— MATERIAL SUPPLIED —
####################

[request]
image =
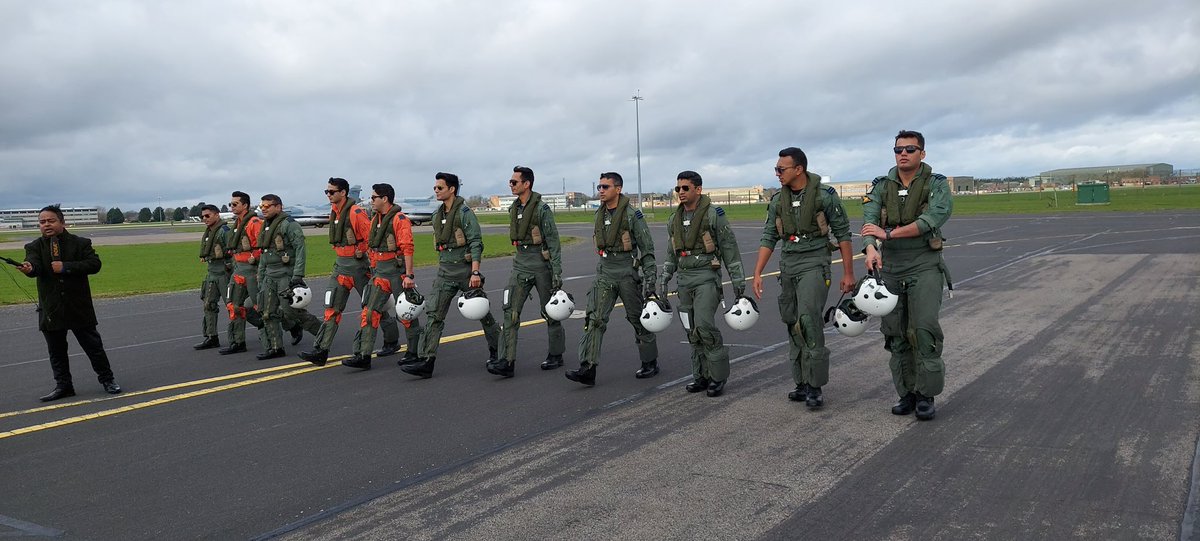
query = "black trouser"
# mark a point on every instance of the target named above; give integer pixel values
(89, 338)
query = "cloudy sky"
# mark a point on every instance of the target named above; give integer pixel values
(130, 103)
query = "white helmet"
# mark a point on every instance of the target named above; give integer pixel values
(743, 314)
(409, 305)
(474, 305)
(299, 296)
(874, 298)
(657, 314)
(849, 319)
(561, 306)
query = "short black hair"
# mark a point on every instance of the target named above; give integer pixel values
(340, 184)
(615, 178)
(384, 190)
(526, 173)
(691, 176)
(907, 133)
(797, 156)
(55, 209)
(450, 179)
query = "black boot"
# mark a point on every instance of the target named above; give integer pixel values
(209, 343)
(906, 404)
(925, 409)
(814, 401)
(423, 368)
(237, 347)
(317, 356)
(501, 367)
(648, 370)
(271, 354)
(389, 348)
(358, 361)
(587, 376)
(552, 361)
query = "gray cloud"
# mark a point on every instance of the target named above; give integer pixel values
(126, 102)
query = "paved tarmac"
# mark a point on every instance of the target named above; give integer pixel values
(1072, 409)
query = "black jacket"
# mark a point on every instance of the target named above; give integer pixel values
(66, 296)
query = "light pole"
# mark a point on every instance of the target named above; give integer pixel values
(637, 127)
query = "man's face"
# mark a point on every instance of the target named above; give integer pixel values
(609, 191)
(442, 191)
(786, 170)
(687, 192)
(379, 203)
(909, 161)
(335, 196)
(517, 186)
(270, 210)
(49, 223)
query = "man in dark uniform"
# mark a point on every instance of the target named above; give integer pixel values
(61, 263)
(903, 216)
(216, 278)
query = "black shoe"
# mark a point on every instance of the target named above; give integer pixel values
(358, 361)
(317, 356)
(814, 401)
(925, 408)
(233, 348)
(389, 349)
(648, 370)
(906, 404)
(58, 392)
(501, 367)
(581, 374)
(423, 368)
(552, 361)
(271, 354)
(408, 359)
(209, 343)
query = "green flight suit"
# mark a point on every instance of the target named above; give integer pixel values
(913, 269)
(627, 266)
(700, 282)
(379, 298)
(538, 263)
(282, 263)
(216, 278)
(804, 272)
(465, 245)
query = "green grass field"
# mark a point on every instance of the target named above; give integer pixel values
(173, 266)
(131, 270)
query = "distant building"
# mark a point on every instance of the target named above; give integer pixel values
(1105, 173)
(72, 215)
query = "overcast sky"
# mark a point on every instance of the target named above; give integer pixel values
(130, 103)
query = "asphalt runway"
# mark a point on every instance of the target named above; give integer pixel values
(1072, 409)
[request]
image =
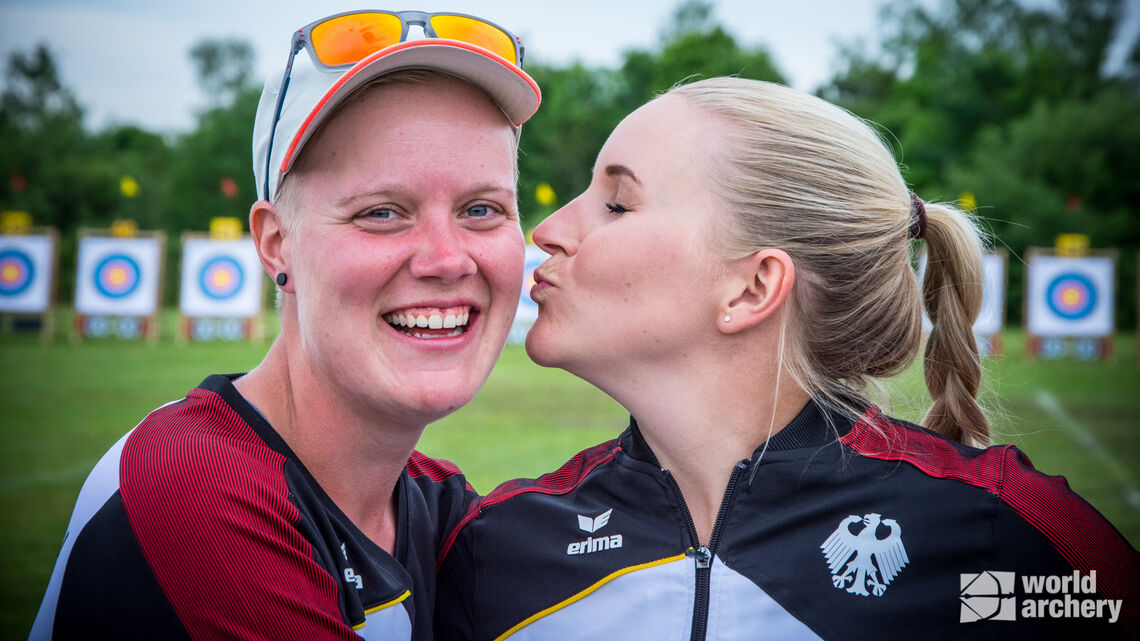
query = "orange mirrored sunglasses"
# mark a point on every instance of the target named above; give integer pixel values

####################

— EXERCISE DIRECTIONS —
If the records include pictures, omit them and transcribe everything else exactly.

— RESULT OF THIS TASK —
[request]
image =
query = "black trouser"
# mark a point on every instance of the target named above; give integer pixel values
(89, 338)
query = "cloudy sky"
# mark a point on every instance of the target named above; give integer pixel values
(130, 103)
query = "white helmet"
# mark a point on every instance of the target named above; give integer pixel values
(743, 314)
(409, 305)
(474, 305)
(299, 296)
(874, 298)
(657, 314)
(849, 319)
(561, 306)
query = "short black hair"
# mark a point on every instance of the target named above; give integer pixel values
(340, 184)
(615, 178)
(384, 190)
(526, 173)
(691, 176)
(907, 133)
(797, 156)
(55, 209)
(450, 179)
query = "black boot"
# mark a point on every instance of the target named above; give integer pixel values
(209, 343)
(906, 404)
(925, 409)
(814, 401)
(423, 368)
(237, 347)
(317, 356)
(501, 367)
(648, 370)
(271, 354)
(389, 348)
(358, 361)
(587, 376)
(552, 361)
query = "gray cloud"
# mark a point on every instance of the target named above; give integer pixel values
(126, 102)
query = "paved tarmac"
# mark a point on every instance of the target named above; give integer pixel values
(1072, 409)
query = "black jacket"
# mark a point on every instance of the target named above; give integer pixel values
(66, 296)
query = "light pole"
# mark a point on every instance of the target named above; give integer pixel values
(637, 127)
query = "man's face"
# mark a point on every instance of the target named above; give integer pixel values
(609, 191)
(442, 191)
(786, 170)
(687, 192)
(379, 203)
(909, 161)
(335, 196)
(517, 186)
(270, 210)
(49, 223)
query = "man in dark uniform"
# mark a point on every instance of the target named above; give integer pixel values
(61, 263)
(903, 216)
(216, 278)
query = "black shoe"
# mark a point on every instance of the target named above; give integer pixel values
(358, 361)
(317, 356)
(814, 401)
(925, 408)
(233, 348)
(389, 349)
(648, 370)
(906, 404)
(58, 392)
(501, 367)
(581, 374)
(423, 368)
(552, 361)
(271, 354)
(408, 359)
(209, 343)
query = "green flight suit"
# mark a point on every instance of the target named above; give integer pixel values
(913, 269)
(627, 266)
(700, 282)
(379, 298)
(538, 263)
(282, 263)
(216, 278)
(804, 272)
(465, 245)
query = "green grass field"
# mark a point on every instance of the target named above; give integer pixel values
(173, 266)
(131, 270)
query = "distant building"
# mark a point on every instance of the target named above; give integer pixel values
(1105, 173)
(72, 215)
query = "overcast sky"
# mark a point on every instance of the target named above; give integer pixel values
(130, 103)
query = "asphalt runway"
# mark a point on every instance of the target named above; give integer pixel values
(1072, 409)
[request]
image =
query = "orange mirrored sunglasses"
# mark a point on every instance of the target named above; give integer pixel values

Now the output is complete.